[[ Given records open ]]

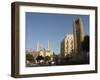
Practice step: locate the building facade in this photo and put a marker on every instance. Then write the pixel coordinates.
(67, 45)
(78, 33)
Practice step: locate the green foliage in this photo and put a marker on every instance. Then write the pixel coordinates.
(47, 58)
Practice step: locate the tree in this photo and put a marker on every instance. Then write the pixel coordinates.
(47, 58)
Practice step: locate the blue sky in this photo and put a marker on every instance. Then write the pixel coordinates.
(52, 27)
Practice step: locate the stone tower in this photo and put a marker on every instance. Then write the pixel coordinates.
(78, 32)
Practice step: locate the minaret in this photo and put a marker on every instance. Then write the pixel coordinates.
(78, 32)
(49, 47)
(38, 45)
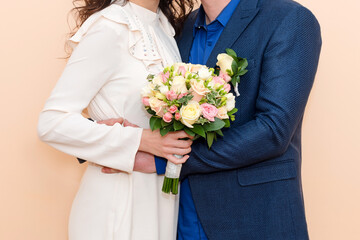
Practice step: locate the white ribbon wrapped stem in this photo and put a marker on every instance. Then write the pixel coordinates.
(236, 89)
(173, 170)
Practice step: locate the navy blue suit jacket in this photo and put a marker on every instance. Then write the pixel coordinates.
(248, 185)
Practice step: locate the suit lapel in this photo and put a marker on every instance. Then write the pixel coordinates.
(186, 38)
(241, 18)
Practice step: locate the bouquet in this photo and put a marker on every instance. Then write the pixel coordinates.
(195, 99)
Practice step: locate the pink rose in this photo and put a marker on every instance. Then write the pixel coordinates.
(225, 76)
(197, 97)
(177, 116)
(173, 109)
(209, 111)
(171, 95)
(167, 117)
(146, 101)
(165, 77)
(182, 95)
(227, 88)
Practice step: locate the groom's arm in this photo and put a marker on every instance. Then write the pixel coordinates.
(288, 70)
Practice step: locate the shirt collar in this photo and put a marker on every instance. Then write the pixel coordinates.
(223, 17)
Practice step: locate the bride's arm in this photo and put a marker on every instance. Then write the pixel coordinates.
(62, 126)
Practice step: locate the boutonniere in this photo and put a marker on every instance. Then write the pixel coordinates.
(233, 66)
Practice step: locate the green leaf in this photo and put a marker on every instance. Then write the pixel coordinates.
(231, 52)
(188, 131)
(178, 126)
(198, 129)
(227, 123)
(213, 126)
(219, 132)
(234, 67)
(210, 138)
(233, 111)
(155, 123)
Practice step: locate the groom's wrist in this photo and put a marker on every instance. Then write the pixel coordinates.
(160, 164)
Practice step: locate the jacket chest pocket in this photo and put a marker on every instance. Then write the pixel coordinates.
(275, 171)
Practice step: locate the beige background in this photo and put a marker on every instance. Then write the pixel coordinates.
(38, 183)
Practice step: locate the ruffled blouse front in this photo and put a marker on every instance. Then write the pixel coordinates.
(114, 51)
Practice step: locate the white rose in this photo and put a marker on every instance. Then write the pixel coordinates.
(148, 91)
(157, 106)
(230, 102)
(157, 80)
(179, 85)
(204, 73)
(224, 62)
(194, 68)
(199, 89)
(190, 113)
(177, 65)
(222, 113)
(164, 89)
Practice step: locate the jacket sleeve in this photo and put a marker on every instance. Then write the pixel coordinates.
(61, 124)
(288, 71)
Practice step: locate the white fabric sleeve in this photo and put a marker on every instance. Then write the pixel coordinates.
(61, 124)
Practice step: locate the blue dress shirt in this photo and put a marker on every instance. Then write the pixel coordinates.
(205, 38)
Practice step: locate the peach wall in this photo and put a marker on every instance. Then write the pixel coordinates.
(38, 183)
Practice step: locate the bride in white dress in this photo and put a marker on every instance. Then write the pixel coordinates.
(114, 50)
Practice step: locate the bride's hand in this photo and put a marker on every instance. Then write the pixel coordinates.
(166, 146)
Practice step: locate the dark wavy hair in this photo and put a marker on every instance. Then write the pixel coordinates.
(175, 10)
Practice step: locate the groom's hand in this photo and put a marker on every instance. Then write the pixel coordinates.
(144, 162)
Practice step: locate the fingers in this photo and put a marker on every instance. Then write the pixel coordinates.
(182, 134)
(111, 122)
(110, 170)
(182, 143)
(178, 151)
(176, 160)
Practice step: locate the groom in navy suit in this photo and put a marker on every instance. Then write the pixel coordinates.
(248, 185)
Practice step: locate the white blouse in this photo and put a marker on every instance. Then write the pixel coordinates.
(114, 51)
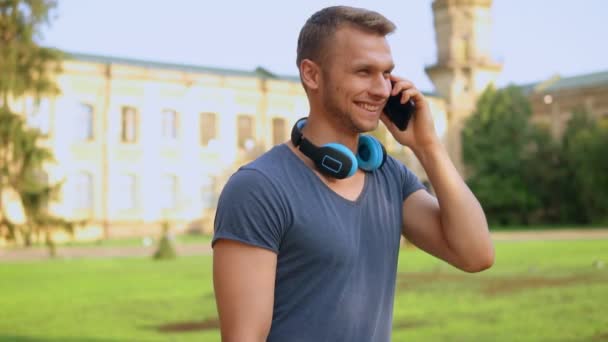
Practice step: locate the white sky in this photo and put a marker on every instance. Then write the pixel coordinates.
(535, 39)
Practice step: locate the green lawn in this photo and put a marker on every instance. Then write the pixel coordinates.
(537, 291)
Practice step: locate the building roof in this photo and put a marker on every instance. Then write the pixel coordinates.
(258, 72)
(557, 83)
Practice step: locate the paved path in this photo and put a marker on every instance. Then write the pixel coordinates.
(41, 253)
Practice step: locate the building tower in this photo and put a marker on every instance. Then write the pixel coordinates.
(464, 66)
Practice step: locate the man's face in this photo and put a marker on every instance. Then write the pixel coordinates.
(355, 78)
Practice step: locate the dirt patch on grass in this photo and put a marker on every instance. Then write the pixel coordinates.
(404, 324)
(600, 337)
(509, 285)
(492, 286)
(208, 324)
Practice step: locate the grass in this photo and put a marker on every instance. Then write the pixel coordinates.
(537, 291)
(129, 241)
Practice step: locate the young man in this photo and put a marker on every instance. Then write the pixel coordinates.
(300, 255)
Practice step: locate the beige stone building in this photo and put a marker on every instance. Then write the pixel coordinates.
(140, 142)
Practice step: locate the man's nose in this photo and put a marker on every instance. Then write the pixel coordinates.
(381, 87)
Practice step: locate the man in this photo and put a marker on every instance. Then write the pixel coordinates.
(303, 256)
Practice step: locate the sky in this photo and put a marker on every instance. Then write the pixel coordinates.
(534, 39)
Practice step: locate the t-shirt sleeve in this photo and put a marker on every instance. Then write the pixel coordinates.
(250, 211)
(410, 182)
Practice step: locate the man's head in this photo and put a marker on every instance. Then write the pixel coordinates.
(315, 38)
(345, 64)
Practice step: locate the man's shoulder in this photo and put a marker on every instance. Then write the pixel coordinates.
(264, 170)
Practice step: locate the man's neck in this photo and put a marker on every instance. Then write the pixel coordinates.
(321, 131)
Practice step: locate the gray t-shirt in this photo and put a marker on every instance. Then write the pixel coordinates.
(337, 259)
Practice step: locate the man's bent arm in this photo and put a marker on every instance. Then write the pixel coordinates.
(243, 279)
(453, 226)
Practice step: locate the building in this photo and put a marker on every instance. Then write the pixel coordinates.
(139, 142)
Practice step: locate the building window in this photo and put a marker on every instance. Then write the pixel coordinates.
(84, 122)
(208, 198)
(208, 128)
(83, 190)
(169, 124)
(245, 132)
(278, 131)
(169, 192)
(38, 115)
(129, 125)
(127, 192)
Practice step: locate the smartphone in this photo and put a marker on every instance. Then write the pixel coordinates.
(399, 113)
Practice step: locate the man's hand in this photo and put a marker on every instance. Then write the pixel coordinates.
(420, 133)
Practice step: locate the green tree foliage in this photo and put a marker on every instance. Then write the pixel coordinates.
(26, 69)
(522, 174)
(584, 143)
(496, 141)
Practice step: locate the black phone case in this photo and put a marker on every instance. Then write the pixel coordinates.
(399, 113)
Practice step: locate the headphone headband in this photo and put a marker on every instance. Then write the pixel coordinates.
(337, 160)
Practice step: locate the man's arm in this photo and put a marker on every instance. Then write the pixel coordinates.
(452, 226)
(243, 278)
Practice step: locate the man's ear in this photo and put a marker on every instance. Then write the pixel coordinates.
(310, 73)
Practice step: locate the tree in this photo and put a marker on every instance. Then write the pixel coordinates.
(584, 144)
(496, 145)
(26, 70)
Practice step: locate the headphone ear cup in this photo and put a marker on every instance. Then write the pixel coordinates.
(337, 161)
(370, 153)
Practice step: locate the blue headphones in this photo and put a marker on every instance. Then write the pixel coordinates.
(337, 160)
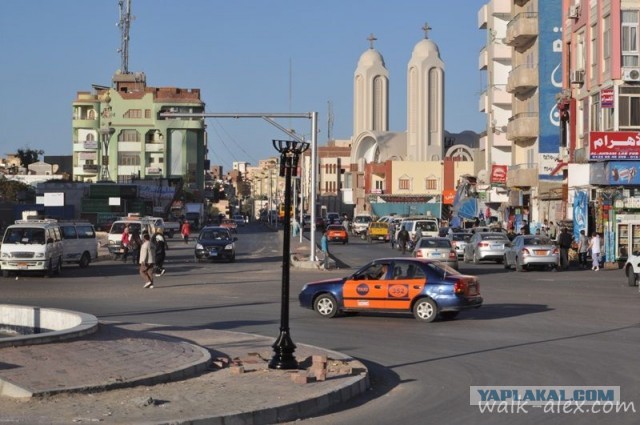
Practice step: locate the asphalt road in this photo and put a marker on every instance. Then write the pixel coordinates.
(576, 328)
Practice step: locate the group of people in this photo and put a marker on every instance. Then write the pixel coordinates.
(146, 250)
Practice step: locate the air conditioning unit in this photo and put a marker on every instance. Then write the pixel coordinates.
(631, 74)
(577, 76)
(574, 11)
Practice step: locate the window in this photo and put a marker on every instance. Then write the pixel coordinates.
(404, 184)
(629, 38)
(128, 136)
(594, 116)
(432, 183)
(128, 158)
(629, 108)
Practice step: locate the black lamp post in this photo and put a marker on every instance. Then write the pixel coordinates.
(284, 347)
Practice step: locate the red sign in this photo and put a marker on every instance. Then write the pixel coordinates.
(606, 98)
(614, 145)
(498, 174)
(448, 195)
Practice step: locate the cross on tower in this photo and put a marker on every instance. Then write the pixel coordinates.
(371, 39)
(426, 28)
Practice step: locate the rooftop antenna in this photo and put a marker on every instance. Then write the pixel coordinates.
(124, 23)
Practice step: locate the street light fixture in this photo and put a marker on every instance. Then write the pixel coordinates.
(284, 347)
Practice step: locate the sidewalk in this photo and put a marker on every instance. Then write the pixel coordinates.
(225, 379)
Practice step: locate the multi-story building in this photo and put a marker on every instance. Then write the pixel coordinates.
(495, 101)
(599, 106)
(119, 133)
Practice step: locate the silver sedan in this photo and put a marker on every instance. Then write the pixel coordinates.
(528, 251)
(439, 249)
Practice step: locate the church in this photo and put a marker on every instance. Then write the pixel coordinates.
(408, 172)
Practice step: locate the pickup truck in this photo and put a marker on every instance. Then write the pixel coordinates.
(378, 231)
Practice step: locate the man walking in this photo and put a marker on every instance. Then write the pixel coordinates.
(147, 260)
(583, 248)
(324, 247)
(564, 240)
(403, 239)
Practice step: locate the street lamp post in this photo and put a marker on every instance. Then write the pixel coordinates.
(284, 347)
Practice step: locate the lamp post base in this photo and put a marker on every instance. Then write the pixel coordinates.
(283, 349)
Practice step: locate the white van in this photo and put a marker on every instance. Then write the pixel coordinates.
(32, 245)
(79, 242)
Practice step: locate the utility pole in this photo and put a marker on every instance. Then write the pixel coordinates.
(124, 23)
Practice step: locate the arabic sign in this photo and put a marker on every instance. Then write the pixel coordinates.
(498, 175)
(614, 145)
(606, 98)
(623, 172)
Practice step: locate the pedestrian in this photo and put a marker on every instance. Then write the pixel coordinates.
(583, 248)
(160, 246)
(594, 246)
(147, 261)
(135, 242)
(324, 247)
(185, 231)
(392, 234)
(403, 239)
(124, 244)
(564, 240)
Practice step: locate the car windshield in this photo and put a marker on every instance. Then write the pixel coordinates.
(494, 237)
(214, 234)
(435, 243)
(24, 235)
(537, 241)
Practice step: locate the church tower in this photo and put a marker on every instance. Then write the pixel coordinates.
(371, 92)
(425, 102)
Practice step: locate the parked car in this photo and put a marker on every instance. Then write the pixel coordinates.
(337, 233)
(79, 242)
(439, 249)
(378, 231)
(360, 224)
(429, 289)
(486, 246)
(632, 269)
(459, 240)
(215, 243)
(528, 251)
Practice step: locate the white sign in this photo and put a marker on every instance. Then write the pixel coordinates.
(54, 199)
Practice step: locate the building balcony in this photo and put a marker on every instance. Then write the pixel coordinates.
(483, 59)
(154, 147)
(523, 126)
(484, 102)
(522, 79)
(500, 96)
(499, 52)
(522, 29)
(522, 175)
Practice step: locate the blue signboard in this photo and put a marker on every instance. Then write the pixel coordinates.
(550, 76)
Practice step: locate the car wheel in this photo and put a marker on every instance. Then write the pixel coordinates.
(85, 260)
(425, 310)
(326, 306)
(449, 315)
(632, 279)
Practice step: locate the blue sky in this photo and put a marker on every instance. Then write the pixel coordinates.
(245, 56)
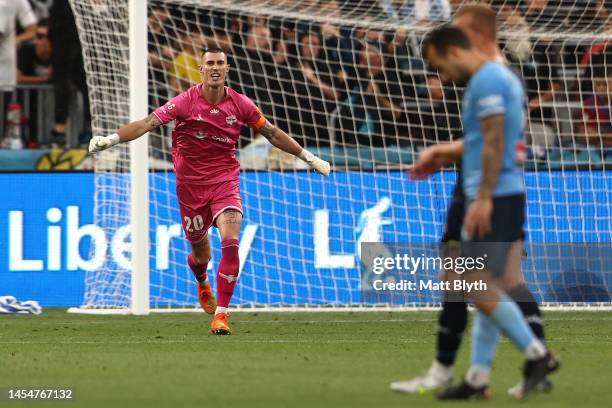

[[ Given records closed ]]

▶ _Required work_
Exactly the lines from the line containing "Practice step: locate the building balcony" to the end of the records need to be copied, both ends included, with pictures left out.

▶ _Expected answer_
Practice step: locate the building balcony in this photo and put a marker on every instance. Then write the pixel coordinates.
(483, 59)
(154, 147)
(523, 126)
(484, 102)
(522, 79)
(500, 96)
(499, 52)
(522, 29)
(522, 175)
Practice step: locate the blue signboard in this photo and put a marker on every instance. Then write the pixel coordinates.
(550, 76)
Practice step: locate the car wheel in this photo and put a marker on every instance. Then write the pixel coordinates.
(85, 260)
(425, 310)
(326, 306)
(449, 315)
(632, 279)
Practice step: locate the blue sky in this photo and put a marker on every instance. Then write the pixel coordinates.
(245, 56)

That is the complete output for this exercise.